§ Challenge: Copy out only those lines running from the line with "Objective — one marker on every instance of the picture" to the end of the listing, keeping each one exactly as it is.

§ Data to process:
— BEGIN —
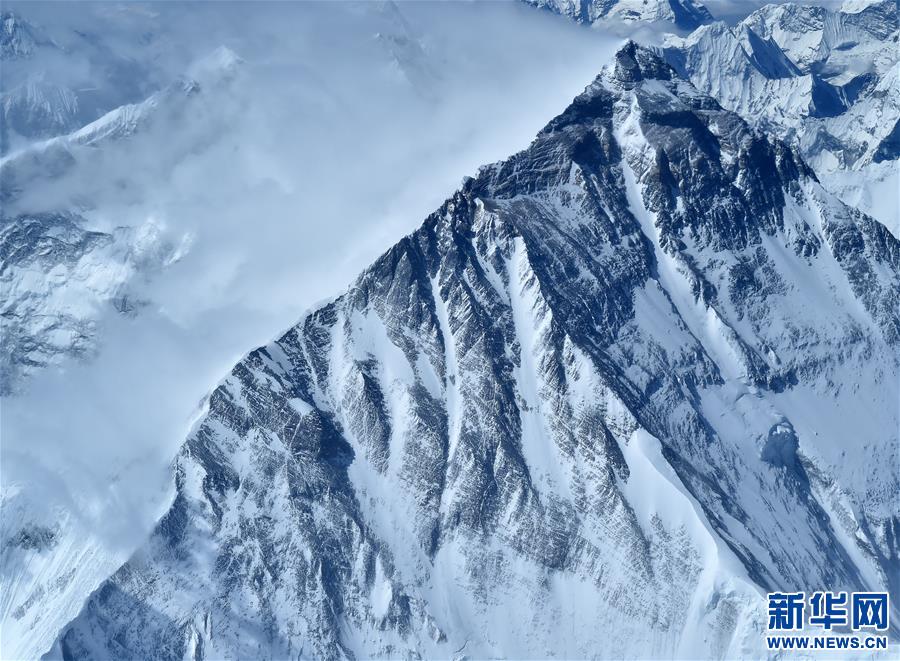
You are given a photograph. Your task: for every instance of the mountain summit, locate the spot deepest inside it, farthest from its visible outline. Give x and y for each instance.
(684, 14)
(596, 405)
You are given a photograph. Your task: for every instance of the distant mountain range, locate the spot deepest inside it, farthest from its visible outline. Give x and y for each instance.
(618, 386)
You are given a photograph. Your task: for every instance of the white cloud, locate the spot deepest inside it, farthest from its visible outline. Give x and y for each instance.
(344, 126)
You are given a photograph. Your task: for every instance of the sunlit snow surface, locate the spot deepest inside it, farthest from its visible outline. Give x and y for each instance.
(262, 156)
(568, 416)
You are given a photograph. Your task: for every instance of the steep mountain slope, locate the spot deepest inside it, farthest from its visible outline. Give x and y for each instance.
(613, 389)
(683, 14)
(822, 79)
(51, 86)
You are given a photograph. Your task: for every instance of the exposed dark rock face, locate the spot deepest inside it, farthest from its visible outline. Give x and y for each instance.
(683, 14)
(583, 410)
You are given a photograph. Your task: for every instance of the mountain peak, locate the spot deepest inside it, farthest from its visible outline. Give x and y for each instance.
(684, 14)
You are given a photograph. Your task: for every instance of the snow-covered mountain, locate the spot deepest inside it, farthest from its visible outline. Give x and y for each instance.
(823, 79)
(53, 86)
(615, 388)
(133, 249)
(683, 14)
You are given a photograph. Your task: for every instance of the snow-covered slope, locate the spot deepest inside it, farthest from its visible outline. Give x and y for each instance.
(683, 14)
(615, 388)
(52, 86)
(823, 79)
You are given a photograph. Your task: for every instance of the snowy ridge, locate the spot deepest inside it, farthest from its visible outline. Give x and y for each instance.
(573, 414)
(683, 14)
(824, 80)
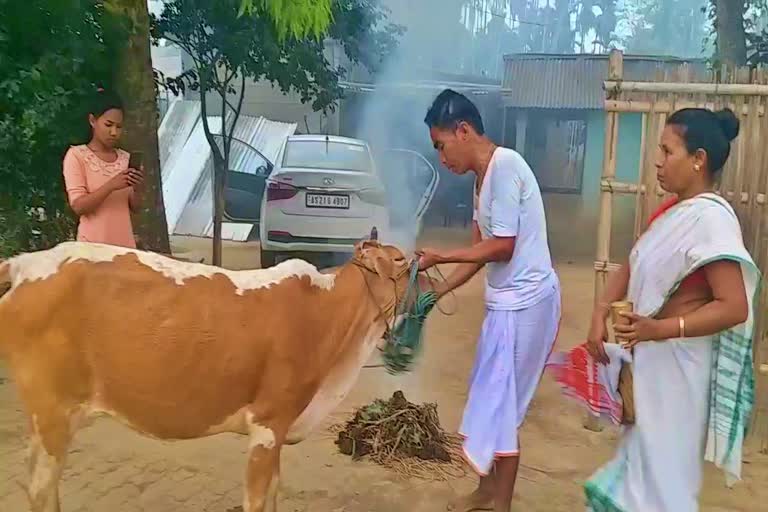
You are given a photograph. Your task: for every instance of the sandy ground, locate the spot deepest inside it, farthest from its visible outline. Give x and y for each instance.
(112, 468)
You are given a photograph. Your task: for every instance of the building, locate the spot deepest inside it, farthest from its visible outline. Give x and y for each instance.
(554, 116)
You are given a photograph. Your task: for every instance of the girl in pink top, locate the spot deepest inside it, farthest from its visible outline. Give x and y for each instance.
(101, 188)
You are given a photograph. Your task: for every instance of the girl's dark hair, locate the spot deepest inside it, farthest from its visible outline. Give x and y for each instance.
(103, 101)
(709, 131)
(451, 108)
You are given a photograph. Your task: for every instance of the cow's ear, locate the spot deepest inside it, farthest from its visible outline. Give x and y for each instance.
(385, 267)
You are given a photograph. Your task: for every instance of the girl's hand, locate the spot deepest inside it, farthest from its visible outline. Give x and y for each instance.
(136, 176)
(639, 329)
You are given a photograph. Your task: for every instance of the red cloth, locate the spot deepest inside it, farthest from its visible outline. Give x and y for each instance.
(697, 278)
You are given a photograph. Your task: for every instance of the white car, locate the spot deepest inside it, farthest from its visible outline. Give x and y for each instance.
(326, 193)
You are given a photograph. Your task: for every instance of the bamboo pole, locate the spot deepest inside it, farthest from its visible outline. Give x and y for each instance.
(620, 187)
(644, 107)
(687, 88)
(641, 170)
(615, 72)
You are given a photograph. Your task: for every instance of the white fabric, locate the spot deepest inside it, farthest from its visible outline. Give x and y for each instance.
(510, 205)
(689, 393)
(658, 466)
(511, 354)
(689, 235)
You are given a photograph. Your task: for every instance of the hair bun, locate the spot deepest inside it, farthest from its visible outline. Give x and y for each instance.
(729, 123)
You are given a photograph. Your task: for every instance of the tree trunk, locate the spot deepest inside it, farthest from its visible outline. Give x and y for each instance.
(136, 84)
(731, 38)
(219, 178)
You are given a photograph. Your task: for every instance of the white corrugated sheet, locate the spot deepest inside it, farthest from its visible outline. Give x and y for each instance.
(187, 165)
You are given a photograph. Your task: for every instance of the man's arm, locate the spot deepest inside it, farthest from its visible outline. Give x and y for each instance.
(463, 272)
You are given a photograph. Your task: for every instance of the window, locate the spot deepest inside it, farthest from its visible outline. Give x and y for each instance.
(555, 146)
(331, 155)
(246, 181)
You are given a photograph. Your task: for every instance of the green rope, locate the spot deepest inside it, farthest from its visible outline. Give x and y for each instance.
(405, 340)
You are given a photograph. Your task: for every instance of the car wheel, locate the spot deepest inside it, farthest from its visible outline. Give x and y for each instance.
(268, 258)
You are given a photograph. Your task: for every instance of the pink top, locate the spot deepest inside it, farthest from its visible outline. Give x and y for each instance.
(84, 173)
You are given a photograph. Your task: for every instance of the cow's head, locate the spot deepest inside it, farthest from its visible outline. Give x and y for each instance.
(386, 271)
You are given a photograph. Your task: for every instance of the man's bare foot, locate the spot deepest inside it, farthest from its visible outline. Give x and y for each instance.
(472, 502)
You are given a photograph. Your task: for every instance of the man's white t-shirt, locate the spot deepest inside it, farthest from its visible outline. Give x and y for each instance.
(509, 205)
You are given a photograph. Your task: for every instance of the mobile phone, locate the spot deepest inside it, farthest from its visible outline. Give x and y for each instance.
(136, 160)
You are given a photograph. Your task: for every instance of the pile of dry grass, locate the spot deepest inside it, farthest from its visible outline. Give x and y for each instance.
(404, 437)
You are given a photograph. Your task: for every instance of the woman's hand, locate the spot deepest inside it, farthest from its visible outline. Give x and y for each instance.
(125, 179)
(638, 329)
(136, 177)
(598, 335)
(428, 258)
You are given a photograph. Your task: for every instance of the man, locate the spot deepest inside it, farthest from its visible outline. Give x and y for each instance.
(522, 294)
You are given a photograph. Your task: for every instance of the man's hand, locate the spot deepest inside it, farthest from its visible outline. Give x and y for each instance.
(428, 258)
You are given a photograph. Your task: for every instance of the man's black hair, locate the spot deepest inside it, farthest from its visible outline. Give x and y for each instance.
(451, 108)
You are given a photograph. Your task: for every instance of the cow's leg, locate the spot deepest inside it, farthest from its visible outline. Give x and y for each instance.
(50, 437)
(262, 475)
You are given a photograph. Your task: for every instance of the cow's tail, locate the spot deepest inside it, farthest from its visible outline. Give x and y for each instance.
(5, 277)
(5, 286)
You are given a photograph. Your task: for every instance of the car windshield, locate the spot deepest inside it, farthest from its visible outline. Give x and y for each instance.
(332, 155)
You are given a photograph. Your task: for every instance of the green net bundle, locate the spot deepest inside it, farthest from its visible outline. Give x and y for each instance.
(404, 341)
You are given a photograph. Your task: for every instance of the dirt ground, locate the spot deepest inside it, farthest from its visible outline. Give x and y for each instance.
(111, 468)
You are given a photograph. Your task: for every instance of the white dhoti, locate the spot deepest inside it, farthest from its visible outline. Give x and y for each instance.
(511, 354)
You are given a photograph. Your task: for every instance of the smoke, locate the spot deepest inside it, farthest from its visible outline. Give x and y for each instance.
(391, 115)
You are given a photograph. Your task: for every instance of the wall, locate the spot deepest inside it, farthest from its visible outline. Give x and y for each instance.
(569, 214)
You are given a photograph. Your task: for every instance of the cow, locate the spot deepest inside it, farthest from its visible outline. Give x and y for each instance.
(178, 350)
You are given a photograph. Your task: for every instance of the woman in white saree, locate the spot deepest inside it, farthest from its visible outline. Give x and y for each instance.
(693, 285)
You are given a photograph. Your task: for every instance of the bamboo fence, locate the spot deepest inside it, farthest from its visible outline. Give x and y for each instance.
(744, 181)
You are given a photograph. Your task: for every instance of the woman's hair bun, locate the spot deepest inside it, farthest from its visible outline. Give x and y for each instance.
(728, 122)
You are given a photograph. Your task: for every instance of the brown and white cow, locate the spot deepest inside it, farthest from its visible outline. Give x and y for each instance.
(179, 350)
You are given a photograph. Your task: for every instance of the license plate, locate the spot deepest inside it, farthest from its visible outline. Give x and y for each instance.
(337, 201)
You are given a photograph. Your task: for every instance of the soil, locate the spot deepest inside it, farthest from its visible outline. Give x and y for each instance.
(558, 453)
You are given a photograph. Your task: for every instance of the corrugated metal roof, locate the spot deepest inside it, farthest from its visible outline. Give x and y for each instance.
(576, 81)
(188, 165)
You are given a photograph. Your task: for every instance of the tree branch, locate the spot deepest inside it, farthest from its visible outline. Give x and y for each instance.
(239, 108)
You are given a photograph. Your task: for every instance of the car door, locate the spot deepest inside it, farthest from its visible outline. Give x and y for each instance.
(246, 182)
(411, 182)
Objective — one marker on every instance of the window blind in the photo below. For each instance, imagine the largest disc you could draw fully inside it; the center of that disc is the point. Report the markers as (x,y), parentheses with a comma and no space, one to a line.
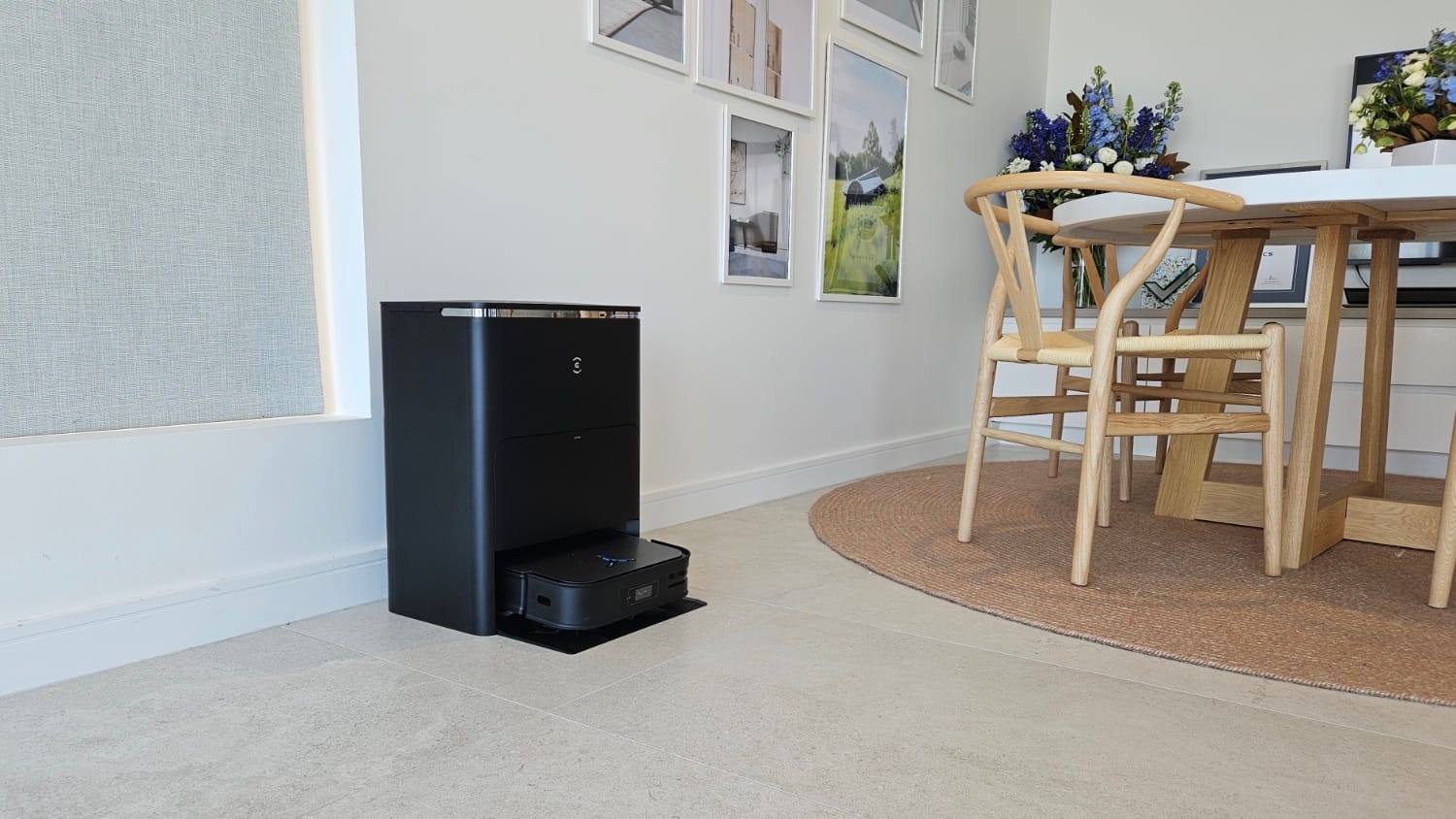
(154,249)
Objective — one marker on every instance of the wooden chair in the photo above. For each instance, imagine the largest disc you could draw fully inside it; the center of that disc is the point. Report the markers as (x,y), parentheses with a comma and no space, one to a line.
(1098,349)
(1168,377)
(1446,539)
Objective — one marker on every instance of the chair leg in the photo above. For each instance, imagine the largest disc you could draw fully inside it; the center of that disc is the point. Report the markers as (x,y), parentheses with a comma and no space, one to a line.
(1054,457)
(1089,492)
(1104,496)
(1164,405)
(976,452)
(1446,540)
(1124,466)
(1273,405)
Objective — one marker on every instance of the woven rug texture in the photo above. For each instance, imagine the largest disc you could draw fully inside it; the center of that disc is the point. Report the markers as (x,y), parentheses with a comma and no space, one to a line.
(1353,620)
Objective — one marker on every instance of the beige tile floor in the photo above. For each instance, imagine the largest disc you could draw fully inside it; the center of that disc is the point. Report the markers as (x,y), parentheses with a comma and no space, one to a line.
(809,687)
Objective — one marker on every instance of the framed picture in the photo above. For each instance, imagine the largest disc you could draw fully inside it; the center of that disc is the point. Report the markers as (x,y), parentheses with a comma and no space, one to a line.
(902,22)
(759,203)
(654,31)
(867,107)
(1283,277)
(955,49)
(762,49)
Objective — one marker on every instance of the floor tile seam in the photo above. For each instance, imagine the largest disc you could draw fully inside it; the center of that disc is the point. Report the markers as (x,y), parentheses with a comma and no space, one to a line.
(431,675)
(1143,682)
(707,766)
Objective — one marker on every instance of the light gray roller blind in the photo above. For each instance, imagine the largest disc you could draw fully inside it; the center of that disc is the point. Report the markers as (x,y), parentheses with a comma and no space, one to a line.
(154,255)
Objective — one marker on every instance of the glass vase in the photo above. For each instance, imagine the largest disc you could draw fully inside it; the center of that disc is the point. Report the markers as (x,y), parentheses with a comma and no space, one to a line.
(1080,274)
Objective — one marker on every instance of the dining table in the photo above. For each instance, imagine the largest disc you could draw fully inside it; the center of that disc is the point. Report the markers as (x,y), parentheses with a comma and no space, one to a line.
(1383,207)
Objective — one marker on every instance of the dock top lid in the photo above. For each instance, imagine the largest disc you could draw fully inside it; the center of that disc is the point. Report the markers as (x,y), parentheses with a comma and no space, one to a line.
(515,309)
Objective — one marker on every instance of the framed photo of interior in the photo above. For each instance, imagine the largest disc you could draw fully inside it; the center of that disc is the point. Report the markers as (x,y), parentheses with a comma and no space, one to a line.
(757,215)
(762,49)
(654,31)
(902,22)
(867,105)
(1283,277)
(955,49)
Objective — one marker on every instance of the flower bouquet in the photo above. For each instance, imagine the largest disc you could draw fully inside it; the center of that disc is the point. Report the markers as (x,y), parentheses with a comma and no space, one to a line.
(1412,101)
(1095,136)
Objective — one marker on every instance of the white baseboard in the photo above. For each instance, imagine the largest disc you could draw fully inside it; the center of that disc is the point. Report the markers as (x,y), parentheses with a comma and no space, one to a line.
(681,504)
(58,647)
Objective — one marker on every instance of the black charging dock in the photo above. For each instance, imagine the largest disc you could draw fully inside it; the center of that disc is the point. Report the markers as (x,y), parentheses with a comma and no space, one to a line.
(512,473)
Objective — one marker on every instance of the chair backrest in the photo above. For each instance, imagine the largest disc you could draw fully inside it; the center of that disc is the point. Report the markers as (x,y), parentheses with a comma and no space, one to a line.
(1015,273)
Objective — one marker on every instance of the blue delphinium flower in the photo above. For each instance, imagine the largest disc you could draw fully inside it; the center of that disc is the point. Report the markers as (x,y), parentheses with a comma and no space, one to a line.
(1389,67)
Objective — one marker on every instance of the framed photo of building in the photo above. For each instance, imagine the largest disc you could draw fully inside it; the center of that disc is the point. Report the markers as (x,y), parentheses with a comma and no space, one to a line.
(955,49)
(762,49)
(654,31)
(902,22)
(867,107)
(757,210)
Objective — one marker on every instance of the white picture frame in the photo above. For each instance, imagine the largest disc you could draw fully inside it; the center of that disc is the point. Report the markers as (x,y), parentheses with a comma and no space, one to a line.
(833,284)
(957,28)
(797,52)
(612,19)
(768,182)
(888,19)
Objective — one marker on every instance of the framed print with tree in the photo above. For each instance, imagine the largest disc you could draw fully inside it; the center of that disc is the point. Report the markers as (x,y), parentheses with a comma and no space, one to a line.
(955,49)
(902,22)
(762,49)
(867,105)
(759,204)
(654,31)
(1283,276)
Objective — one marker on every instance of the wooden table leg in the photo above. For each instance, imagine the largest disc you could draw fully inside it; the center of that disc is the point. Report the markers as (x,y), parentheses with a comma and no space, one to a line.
(1374,410)
(1232,267)
(1316,366)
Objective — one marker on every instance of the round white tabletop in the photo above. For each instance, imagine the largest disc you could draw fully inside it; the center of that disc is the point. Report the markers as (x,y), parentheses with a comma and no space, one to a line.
(1420,198)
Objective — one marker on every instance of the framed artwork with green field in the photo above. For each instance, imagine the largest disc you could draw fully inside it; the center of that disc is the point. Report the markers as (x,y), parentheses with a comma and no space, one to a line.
(867,108)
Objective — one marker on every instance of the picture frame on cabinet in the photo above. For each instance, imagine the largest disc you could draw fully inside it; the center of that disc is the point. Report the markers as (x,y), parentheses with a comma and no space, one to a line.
(902,22)
(756,239)
(760,49)
(862,183)
(955,49)
(1283,276)
(652,31)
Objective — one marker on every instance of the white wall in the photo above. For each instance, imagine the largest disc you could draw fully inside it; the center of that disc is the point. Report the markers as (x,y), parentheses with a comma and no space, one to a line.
(542,168)
(127,544)
(507,157)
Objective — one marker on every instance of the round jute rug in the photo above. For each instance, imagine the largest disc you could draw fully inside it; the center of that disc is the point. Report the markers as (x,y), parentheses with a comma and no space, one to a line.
(1353,620)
— END —
§ The solution:
Objective — one marker on every instance of the picture frame on cabinet in the photo above. For each instance, imagine the largest disc you could draw fully inside it; the center of that disc is the point. Report the markers as (x,y), parentheses with a comma and no space, one to a line.
(902,22)
(756,239)
(760,49)
(862,183)
(955,49)
(1283,276)
(652,31)
Objective — one marker on every instance of the white wall in the photo above. For each instance, imagine the largest disc you could draw fully inside it; the center of that disc is the point. Report the markers as (x,y), parentheses with a comma and no space, one to a line.
(542,168)
(127,544)
(507,157)
Objective — one marker on every instance of the round jute rug in the photo above. For each instance, imagine the largest disc you could draw fully inside it; the center of that disc is the point. Report the markers as (x,y), parentheses with a comma and no space, one to a line.
(1353,620)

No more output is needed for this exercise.